-- BEGIN Text section --

What exactly does Jesus resist when he stands against the Devil’s temptations in the wilderness? The history of the reception of this passage and its parallels offers a number of possible answers to this question. Chrysostom is representative of the fathers in seeing here a rejection of specific sins – gluttony, vain ambition and the desire for riches.1  Calvin charts a different course as an explicit correction of this exegetical tradition, taking the Devil’s offers as an attempt to provoke Jesus to doubt God, to rise up in rivalry against him, and to seize his gifts apart from him.2 Dostoyevsky’s Ivan Karamazov famously perceives in Christ a refusal to adopt a tactic of coercion whereby allegiance would be forced through an irrefutable display of miracle, spectacle, and power, and instead a commitment to the preservation of human freedom. These readings ought not to be dismissed out of hand; yet what none of them seems explicitly to reflect (with the one possible exception being Calvin’s reading) is the extent to which it is Jesus’ sonship that is at stake in the wilderness (‘If you are the Son of God…). Here we might offer another answer to the question of what Jesus rejects that seeks to take this into account, specifically by reading the temptation narrative in the light of what immediately precedes it – the account of Jesus’ baptism.

-- END Text section --

# Stated task a
Render this sentence from the temptation excerpt in Spanish: "The history of the reception of this passage and its parallels offers a number of possible answers to this question."
The temptation excerpt and the rows after it come from unrelated sources.

-- BEGIN Exercise input --

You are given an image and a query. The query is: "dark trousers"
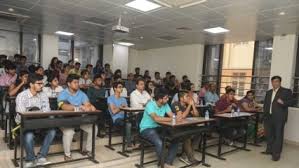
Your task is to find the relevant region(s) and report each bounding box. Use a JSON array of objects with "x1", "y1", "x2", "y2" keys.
[{"x1": 264, "y1": 117, "x2": 285, "y2": 156}]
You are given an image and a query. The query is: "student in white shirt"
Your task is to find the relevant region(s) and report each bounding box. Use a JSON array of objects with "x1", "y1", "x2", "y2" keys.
[
  {"x1": 43, "y1": 75, "x2": 63, "y2": 97},
  {"x1": 130, "y1": 78, "x2": 151, "y2": 108},
  {"x1": 79, "y1": 69, "x2": 92, "y2": 90}
]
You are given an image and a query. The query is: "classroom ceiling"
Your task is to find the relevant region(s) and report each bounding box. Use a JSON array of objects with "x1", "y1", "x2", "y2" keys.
[{"x1": 0, "y1": 0, "x2": 299, "y2": 49}]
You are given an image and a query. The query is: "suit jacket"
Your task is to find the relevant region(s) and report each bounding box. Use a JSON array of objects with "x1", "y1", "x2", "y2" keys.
[{"x1": 264, "y1": 87, "x2": 295, "y2": 122}]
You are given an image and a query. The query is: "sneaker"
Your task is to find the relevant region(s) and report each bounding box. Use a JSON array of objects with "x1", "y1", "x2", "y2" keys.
[
  {"x1": 24, "y1": 161, "x2": 35, "y2": 168},
  {"x1": 64, "y1": 155, "x2": 73, "y2": 161},
  {"x1": 36, "y1": 157, "x2": 51, "y2": 166},
  {"x1": 179, "y1": 154, "x2": 191, "y2": 165}
]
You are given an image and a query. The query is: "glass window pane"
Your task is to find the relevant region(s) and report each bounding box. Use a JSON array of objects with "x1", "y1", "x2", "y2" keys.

-- END Exercise input --

# Stated task b
Filter the rows, keeping only the lines that contain the word "dark", and copy those lines unchanged.

# Exercise output a
La historia de la recepción de este pasaje y de sus paralelos ofrece una serie de respuestas posibles a esta pregunta.

# Exercise output b
You are given an image and a query. The query is: "dark trousers"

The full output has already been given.